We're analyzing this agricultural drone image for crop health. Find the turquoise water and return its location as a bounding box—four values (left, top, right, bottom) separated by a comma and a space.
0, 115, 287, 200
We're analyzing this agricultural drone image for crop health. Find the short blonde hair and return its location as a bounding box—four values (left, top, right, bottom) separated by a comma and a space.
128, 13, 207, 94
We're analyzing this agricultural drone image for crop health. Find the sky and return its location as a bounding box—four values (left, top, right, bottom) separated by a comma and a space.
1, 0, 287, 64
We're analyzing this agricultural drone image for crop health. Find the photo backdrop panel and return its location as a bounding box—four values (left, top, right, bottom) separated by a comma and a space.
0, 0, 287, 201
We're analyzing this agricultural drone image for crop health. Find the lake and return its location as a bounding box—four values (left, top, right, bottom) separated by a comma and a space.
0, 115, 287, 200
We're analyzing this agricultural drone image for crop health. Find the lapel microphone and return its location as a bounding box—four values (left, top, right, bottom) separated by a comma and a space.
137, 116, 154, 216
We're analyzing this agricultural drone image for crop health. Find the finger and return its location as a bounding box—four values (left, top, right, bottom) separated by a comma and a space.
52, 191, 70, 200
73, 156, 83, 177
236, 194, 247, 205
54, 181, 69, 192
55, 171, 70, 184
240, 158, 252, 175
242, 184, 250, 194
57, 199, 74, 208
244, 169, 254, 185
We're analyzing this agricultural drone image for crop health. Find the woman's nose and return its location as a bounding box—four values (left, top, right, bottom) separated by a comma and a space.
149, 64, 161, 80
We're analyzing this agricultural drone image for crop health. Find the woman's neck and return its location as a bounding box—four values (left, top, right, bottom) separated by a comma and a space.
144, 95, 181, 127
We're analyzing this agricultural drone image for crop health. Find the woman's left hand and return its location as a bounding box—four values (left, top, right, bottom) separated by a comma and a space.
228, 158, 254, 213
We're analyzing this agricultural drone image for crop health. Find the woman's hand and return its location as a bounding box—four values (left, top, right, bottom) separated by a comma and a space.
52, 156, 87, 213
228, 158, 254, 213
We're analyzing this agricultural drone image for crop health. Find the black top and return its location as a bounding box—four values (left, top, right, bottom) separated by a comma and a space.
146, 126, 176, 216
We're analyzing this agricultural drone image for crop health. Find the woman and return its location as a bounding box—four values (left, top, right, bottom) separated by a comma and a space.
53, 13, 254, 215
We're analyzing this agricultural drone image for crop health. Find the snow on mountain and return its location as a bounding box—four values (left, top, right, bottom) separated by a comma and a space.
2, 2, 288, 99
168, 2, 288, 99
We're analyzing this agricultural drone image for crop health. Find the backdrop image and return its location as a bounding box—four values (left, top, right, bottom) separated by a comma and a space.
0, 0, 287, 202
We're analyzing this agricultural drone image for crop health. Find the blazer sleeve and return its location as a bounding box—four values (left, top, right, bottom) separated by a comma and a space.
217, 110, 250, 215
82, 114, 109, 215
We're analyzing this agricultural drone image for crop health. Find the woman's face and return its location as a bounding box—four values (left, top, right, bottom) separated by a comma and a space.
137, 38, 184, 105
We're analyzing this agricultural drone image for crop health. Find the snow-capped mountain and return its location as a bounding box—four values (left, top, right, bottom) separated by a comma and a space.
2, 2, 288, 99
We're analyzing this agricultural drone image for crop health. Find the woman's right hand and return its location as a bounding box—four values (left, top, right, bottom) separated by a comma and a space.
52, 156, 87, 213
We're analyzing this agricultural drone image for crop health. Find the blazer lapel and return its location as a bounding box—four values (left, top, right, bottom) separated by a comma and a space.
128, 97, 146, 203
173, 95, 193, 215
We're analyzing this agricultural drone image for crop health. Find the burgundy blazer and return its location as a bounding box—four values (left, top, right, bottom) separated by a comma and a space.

---

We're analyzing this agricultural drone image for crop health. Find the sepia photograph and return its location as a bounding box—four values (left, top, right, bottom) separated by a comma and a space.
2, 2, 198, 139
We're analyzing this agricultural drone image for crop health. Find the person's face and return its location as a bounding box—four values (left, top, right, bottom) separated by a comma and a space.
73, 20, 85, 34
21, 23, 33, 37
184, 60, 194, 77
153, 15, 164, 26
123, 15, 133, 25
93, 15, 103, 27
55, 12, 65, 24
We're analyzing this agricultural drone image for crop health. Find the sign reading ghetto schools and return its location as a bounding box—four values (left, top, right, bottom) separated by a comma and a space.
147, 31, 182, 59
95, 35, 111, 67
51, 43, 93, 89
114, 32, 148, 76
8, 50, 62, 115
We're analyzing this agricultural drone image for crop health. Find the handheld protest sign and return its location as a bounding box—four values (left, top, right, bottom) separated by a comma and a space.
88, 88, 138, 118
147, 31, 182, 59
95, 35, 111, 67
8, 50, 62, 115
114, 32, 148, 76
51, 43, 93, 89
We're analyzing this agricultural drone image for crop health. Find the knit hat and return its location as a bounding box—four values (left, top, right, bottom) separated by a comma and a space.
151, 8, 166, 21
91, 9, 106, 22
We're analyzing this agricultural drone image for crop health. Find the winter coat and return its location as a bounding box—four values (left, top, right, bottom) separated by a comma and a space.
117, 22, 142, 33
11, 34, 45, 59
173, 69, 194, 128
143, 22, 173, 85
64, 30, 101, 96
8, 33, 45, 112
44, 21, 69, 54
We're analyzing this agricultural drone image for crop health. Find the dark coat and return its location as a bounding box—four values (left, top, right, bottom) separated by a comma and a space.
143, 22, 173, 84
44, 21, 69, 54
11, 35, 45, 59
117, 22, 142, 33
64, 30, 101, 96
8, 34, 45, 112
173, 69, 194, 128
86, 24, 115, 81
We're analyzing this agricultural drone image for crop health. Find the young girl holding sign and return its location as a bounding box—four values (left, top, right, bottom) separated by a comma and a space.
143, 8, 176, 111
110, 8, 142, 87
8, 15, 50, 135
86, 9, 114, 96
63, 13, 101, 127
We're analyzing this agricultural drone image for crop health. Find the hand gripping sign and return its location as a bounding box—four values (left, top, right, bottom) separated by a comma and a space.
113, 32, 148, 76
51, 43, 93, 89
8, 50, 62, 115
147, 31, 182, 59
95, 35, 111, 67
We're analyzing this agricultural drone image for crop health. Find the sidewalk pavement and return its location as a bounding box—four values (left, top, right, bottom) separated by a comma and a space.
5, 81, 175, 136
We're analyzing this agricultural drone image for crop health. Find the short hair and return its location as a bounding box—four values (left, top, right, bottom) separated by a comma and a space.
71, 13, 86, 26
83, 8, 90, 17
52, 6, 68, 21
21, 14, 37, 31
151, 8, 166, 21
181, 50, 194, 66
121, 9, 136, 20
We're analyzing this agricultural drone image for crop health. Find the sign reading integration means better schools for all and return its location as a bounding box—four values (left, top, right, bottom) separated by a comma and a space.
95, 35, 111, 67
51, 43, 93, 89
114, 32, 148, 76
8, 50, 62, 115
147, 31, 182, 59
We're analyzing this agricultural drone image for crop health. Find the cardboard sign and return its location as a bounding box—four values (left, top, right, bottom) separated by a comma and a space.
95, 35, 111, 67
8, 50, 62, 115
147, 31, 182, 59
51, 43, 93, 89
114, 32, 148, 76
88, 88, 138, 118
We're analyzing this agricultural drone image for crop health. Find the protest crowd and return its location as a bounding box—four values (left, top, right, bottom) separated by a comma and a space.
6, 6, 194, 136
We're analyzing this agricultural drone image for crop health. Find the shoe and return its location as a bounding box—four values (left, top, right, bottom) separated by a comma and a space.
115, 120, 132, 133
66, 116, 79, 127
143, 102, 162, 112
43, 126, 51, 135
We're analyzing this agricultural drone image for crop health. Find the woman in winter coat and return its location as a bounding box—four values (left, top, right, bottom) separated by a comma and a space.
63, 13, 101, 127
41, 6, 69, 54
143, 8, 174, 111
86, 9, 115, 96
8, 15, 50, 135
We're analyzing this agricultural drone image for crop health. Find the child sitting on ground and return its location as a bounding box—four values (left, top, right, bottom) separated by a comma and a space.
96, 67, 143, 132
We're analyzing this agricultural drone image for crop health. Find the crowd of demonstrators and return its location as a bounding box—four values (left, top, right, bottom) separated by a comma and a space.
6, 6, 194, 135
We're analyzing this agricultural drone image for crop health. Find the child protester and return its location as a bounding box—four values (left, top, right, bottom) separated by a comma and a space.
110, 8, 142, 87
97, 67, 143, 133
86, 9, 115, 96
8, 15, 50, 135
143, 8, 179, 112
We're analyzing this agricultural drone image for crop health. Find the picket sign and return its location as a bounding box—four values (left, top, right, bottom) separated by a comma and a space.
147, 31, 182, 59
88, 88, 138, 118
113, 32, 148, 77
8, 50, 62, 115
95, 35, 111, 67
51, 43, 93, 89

--

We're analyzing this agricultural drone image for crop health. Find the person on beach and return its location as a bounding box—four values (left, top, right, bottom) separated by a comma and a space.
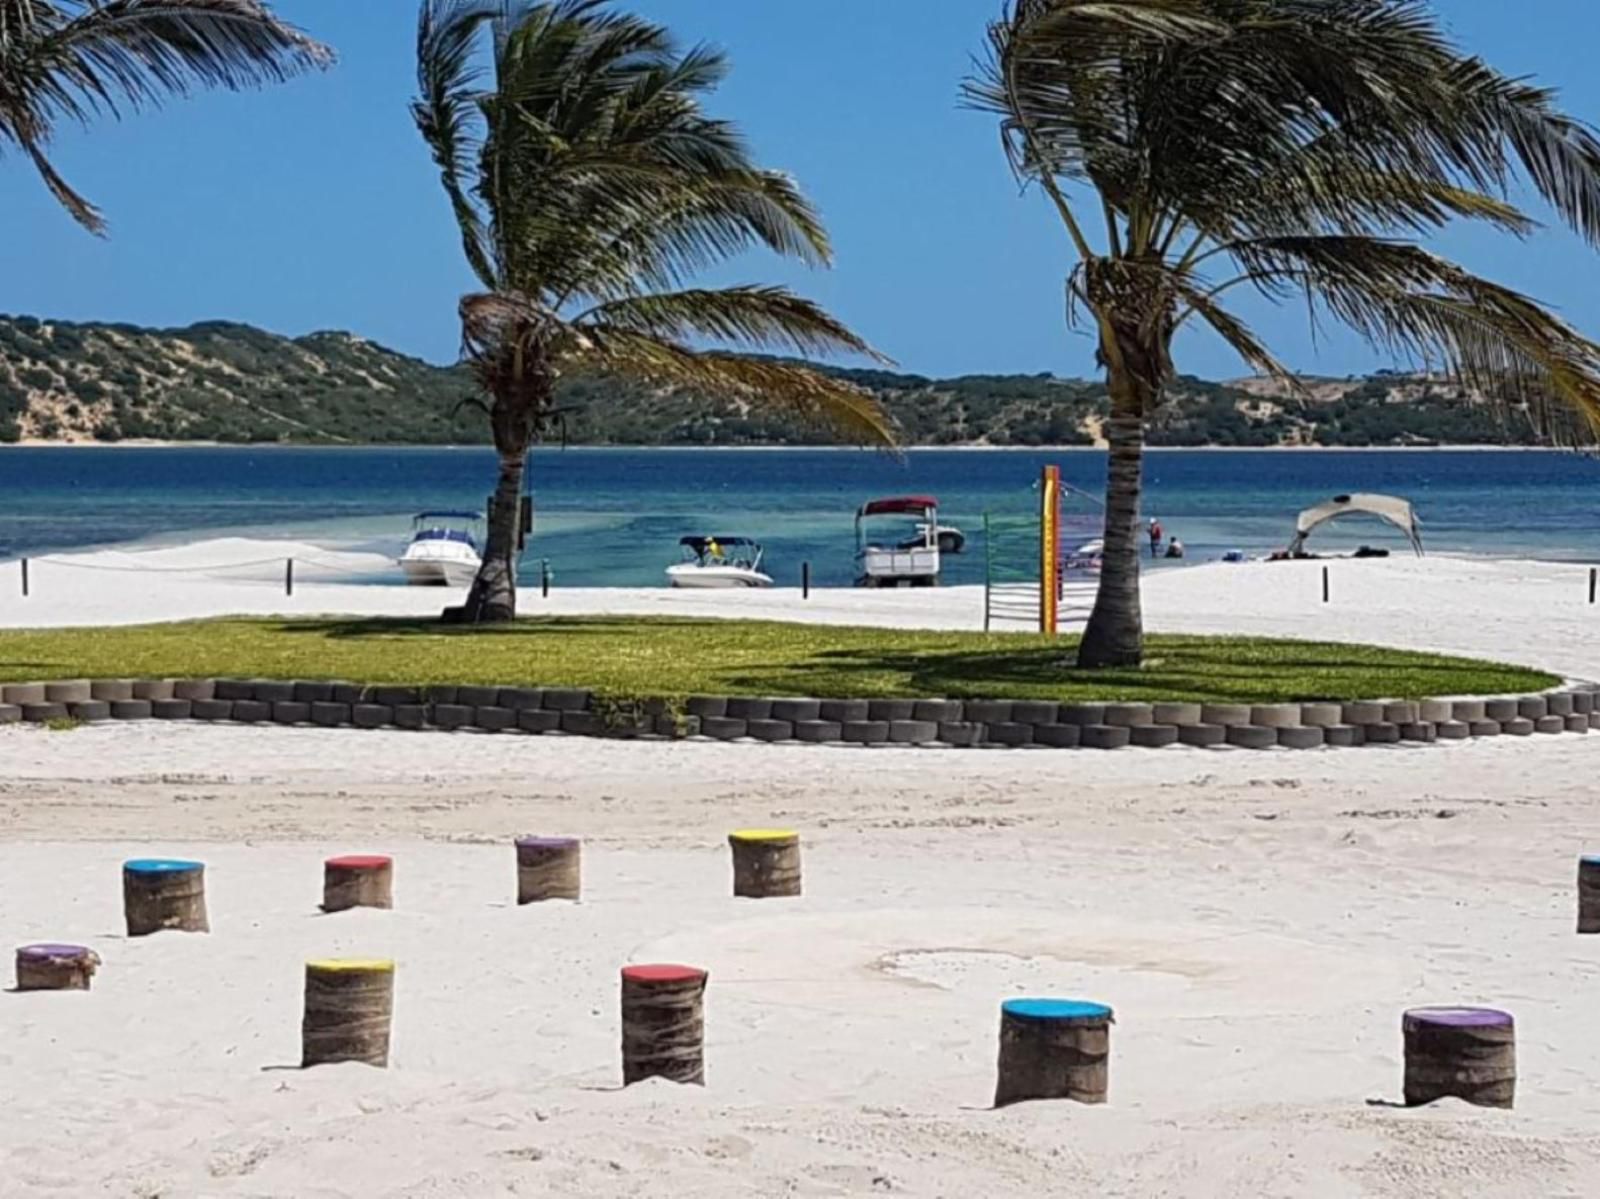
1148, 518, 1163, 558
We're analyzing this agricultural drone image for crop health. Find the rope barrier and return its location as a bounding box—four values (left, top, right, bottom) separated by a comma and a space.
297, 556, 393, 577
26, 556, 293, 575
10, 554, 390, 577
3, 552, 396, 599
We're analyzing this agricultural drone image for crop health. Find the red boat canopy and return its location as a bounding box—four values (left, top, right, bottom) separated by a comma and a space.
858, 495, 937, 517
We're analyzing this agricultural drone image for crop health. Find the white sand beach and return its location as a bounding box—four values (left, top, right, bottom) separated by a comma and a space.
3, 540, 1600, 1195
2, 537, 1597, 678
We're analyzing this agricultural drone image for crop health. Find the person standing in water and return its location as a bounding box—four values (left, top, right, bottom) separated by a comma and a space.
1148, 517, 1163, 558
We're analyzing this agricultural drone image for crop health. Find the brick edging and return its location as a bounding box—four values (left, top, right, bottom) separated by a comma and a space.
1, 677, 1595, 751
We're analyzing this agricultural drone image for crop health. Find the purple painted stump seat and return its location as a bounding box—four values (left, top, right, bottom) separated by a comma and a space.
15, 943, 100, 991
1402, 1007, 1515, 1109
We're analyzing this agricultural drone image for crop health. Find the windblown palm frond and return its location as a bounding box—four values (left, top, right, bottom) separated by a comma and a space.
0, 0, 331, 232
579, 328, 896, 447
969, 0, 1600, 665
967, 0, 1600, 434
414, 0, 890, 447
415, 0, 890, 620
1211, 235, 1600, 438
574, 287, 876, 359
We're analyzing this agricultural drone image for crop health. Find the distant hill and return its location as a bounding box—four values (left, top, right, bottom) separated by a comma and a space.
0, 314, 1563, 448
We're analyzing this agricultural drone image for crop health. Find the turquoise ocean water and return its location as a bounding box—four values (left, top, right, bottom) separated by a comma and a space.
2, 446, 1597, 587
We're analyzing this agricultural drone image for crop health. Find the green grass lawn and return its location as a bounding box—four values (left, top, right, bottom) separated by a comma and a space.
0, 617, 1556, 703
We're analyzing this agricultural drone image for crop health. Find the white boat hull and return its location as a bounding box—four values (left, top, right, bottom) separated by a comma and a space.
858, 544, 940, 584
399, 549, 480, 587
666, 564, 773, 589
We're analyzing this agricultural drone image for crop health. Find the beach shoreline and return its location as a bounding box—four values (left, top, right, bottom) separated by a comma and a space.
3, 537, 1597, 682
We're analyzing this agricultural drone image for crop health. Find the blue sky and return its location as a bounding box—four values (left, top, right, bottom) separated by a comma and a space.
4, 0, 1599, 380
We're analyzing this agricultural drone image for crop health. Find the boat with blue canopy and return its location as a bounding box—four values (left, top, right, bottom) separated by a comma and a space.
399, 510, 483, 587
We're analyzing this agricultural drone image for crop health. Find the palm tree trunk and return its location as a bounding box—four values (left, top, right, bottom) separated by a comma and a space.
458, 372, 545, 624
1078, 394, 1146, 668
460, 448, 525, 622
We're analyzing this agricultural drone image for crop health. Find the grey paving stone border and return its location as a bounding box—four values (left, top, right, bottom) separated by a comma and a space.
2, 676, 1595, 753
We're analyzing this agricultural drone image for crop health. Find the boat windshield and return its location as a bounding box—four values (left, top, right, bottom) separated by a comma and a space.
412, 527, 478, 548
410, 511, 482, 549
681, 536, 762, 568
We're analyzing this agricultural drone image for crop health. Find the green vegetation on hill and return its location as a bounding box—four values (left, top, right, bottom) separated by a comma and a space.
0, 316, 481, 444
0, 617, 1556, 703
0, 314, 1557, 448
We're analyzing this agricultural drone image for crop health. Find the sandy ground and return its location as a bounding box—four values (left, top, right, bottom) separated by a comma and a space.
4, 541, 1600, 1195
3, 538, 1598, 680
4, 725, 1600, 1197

**Brief**
Would you copy out exactly the lines above that start at the one containing "the blazer sleeve" and end at the one containing "Find the burgundy", inclusive?

**Result of this task**
We're analyzing this agricultural drone image for crop health. Find the blazer sleeve and return its location as a bounding box—four values (left, top, right, bottom) separated by a comma and a space.
217, 110, 250, 215
82, 114, 109, 215
We're analyzing this agricultural drone image for crop health. Find the woman's face and return its location as a bounding box—four values (left, top, right, bottom) separated by a comma and a space.
137, 38, 184, 105
We're analyzing this agricultural drone image for crop health. Find the snow-capped mountain and return its location as a bounding box—four values (left, top, right, bottom) separated by a comma and a space.
2, 2, 288, 99
We're analyzing this agricultural drone image for crop health. Find the woman's right hand and return its location as a bounding box—four values (left, top, right, bottom) separated by a comma and a space.
52, 156, 87, 213
We're analyzing this agricultural drone image for crop health. Find the blazer lapel and return its location as a bounding box—four values (left, top, right, bottom) separated by a comma and a space.
128, 97, 146, 203
173, 95, 193, 215
We're analyzing this agricultural drone image for crop health. Find the burgundy blazer and return its location as a bounding box—four values (left, top, right, bottom) separated by a comma and a space.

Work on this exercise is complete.